Text to read -
╔══

Cross-validation
Test statistics can describe the quality or accuracy of regression models if the assumptions of the models are met. However, the assessment would still be based on a model that is perfectly fitted to a given sample. To assess the prediction performance of a model in a more independent manner, the accuracy must be computed based on an independent (sub)-sample.
The straight-forward way for a test on an independent sample is of course the one which actually fits the model on sample A and tests it on a completely different sample B. However, in real-world applications, the required sample size is not sufficient in many cases. Therefore, cross-validation - althgough not entierly independent - is a good alternative to get an idea of the model performance for data values which have not been part of the fitted model.
In principal, there are two strategies for cross-validation:
-
Leave-one-out cross-validation: in this case, one value pair or data point of the sample data set is left out during model fitting and the model accuracy is estimated based on the quality of the prediction for the left-out value. In order to obtain a sufficiently large sample size, this procedure is iterated over all value pairs of the data set (i.e. each data point is left out once).
-
Leave-many-out cross-validation: in this case, more than one value pair or data point of the sample data set is left out during model fitting and the model accuracy is estimated based on the quality of the prediction for the left-out samples. This strategy is suitable for larger data sets, in which e.g. 80% of the data can be used as training data for fitting and 20% can be used as independent data for validation. The procedure can of course be repeated by creating models for different random training data sets and testing them using the respective left-out samples. Please note that independency is compromised to a small degree in the latter case. On the other hand, one can get a better impression of the model performance, especially if the different validation data sets are not averaged but used independently for geting an idea of the variation of the performance.
To illustrate the concept of cross-validation, we stay with the anscombe dataset
and use x1
and y1
as independent and dependent variable, respectively.
The statistics of a linear regression model would be:
lmod <- lm(y1 ~ x1, data = anscombe)
plot(anscombe$x1, anscombe$y1)
abline(lmod, col = "red")
anova(lmod)
## Analysis of Variance Table
##
## Response: y1
## Df Sum Sq Mean Sq F value Pr(>F)

╚══

Data listing -
╔══

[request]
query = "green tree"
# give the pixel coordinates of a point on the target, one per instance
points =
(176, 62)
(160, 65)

╚══

Problem 1 -
List every R function that the cross-validation text calls in its code.
Problem 2 -
Copy the part of the cross-validation text starting with "To illustrate the" and going on through "data = anscombe)".

Exercise response 1 -
lm, plot, abline, anova

Exercise response 2 -
To illustrate the concept of cross-validation, we stay with the anscombe dataset
and use x1
and y1
as independent and dependent variable, respectively.
The statistics of a linear regression model would be:
lmod <- lm(y1 ~ x1, data = anscombe)